[Dataset records about object locations]
==================================================
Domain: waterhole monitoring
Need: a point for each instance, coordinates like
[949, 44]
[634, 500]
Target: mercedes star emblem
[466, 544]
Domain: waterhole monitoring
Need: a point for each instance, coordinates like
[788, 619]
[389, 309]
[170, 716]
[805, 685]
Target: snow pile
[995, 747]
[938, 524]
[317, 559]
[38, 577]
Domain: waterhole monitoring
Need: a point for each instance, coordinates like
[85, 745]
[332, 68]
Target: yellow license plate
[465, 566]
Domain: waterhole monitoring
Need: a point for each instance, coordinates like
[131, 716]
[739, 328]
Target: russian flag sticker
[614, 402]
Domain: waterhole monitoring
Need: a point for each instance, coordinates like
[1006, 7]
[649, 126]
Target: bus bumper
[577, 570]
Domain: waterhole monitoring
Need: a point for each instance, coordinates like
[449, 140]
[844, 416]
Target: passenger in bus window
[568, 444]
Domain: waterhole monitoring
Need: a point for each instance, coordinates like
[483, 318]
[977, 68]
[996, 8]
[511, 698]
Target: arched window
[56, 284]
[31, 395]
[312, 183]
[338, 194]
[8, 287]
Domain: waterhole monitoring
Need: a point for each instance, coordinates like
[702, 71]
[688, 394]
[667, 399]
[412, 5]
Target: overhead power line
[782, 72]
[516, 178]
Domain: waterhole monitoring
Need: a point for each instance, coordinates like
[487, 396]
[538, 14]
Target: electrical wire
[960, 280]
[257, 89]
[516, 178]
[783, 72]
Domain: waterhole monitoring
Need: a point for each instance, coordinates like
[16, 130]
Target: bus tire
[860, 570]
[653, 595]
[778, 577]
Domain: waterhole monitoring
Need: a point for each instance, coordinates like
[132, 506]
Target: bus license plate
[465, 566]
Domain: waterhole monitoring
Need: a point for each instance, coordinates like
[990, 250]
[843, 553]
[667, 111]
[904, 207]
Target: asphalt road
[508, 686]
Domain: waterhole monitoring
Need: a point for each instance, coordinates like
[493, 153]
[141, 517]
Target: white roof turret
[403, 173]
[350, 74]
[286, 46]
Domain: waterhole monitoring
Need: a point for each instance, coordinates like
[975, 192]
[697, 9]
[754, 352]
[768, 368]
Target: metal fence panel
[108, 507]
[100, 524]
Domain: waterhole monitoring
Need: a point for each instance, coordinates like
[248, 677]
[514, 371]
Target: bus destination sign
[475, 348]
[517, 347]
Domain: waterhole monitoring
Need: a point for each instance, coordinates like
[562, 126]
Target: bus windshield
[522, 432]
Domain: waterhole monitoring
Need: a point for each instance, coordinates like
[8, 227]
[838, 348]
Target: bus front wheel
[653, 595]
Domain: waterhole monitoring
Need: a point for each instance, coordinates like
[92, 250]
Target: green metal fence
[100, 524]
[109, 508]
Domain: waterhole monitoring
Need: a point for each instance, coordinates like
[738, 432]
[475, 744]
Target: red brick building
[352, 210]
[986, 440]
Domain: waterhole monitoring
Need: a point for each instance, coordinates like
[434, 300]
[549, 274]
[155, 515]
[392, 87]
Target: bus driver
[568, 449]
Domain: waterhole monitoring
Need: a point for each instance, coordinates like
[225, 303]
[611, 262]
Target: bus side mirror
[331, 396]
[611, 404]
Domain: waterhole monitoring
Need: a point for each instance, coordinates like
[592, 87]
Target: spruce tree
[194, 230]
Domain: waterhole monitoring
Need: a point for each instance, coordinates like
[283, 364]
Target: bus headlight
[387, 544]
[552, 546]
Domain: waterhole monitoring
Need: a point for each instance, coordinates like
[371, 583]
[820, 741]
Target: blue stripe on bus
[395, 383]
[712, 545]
==================================================
**WRITTEN REQUEST:** Extract each line of the material exactly as it stands.

**EXERCISE OUTPUT:**
Domain: waterhole monitoring
Need: a point for each instance, coordinates like
[949, 44]
[634, 500]
Target: mercedes star emblem
[466, 544]
Domain: waterhole monitoring
Need: a point for each instance, coordinates like
[788, 619]
[389, 309]
[170, 716]
[805, 685]
Target: snow pile
[995, 747]
[938, 524]
[317, 559]
[38, 577]
Domain: waterhole monitoring
Need: a point for each instance, coordinates like
[85, 745]
[332, 68]
Target: yellow license plate
[465, 566]
Domain: waterhole monitoring
Need: a point for each instance, coordinates like
[131, 716]
[739, 328]
Target: russian flag sticker
[614, 402]
Domain: waterhole monitoring
Need: a point for each instance, coordinates like
[1006, 7]
[649, 126]
Target: bus bumper
[577, 570]
Domain: waterhole monitoring
Need: a point for each instance, coordinates like
[449, 140]
[844, 416]
Target: passenger in bus window
[568, 444]
Domain: waterhole monitoring
Need: a point for each instance, coordinates like
[483, 318]
[977, 68]
[996, 8]
[511, 698]
Target: arched window
[56, 284]
[31, 395]
[312, 183]
[338, 194]
[8, 287]
Domain: waterhole monitoring
Need: a point for each instance, coordinates like
[702, 71]
[688, 394]
[667, 399]
[412, 5]
Target: overhead power line
[782, 72]
[516, 178]
Domain: waterhole monitoring
Need: a point for each instance, coordinates like
[487, 396]
[538, 14]
Target: electrical wire
[960, 280]
[257, 89]
[516, 178]
[783, 72]
Domain: waterhole monitoring
Need: a point for each instance, coordinates like
[16, 130]
Target: bus tire
[860, 570]
[653, 595]
[778, 577]
Domain: waterhole monitoring
Need: a point for each instance, coordinates like
[132, 506]
Target: bus license plate
[465, 566]
Domain: waterhole monitoring
Need: a point for each instance, coordinates like
[990, 250]
[843, 553]
[667, 111]
[904, 207]
Target: asphalt road
[508, 686]
Domain: waterhole monitoring
Need: a point for each instance, coordinates like
[493, 153]
[141, 517]
Target: white roof turret
[403, 173]
[350, 74]
[286, 46]
Domain: waterhole monitoring
Need: a point for each instance, coordinates like
[975, 192]
[697, 9]
[754, 352]
[768, 368]
Target: metal fence panel
[108, 507]
[100, 524]
Domain: waterhole monitoring
Need: a point for each instance, coordinates like
[248, 677]
[514, 371]
Target: bus destination sign
[475, 348]
[517, 347]
Domain: waterhole monitoring
Need: a point for each instance, coordinates like
[562, 126]
Target: bus windshield
[522, 432]
Domain: waterhole monitoring
Need: a point for each instance, coordinates like
[8, 227]
[838, 348]
Target: bus front wheel
[653, 595]
Domain: waterhole monitoring
Need: a point for each instance, coordinates like
[92, 250]
Target: green metal fence
[100, 524]
[109, 508]
Domain: waterhole monitoring
Need: a point for each instance, coordinates like
[738, 432]
[475, 744]
Target: red brick building
[352, 210]
[986, 440]
Domain: waterhole monitoring
Need: a point for each instance, coordinates like
[434, 300]
[549, 274]
[155, 515]
[392, 87]
Target: bus driver
[568, 449]
Domain: waterhole monitoring
Need: a point for each instance, coordinates like
[225, 303]
[611, 262]
Target: bus side mirror
[331, 396]
[611, 404]
Domain: waterhole monitoring
Need: a point for each instance, coordinates like
[592, 87]
Target: spruce tree
[194, 230]
Domain: waterhole monitoring
Need: a point for each instance, coordinates like
[283, 364]
Target: bus headlight
[387, 544]
[552, 546]
Domain: waterhole monitoring
Need: a point for each instance, coordinates like
[371, 583]
[820, 741]
Target: blue stripe on bus
[395, 383]
[712, 545]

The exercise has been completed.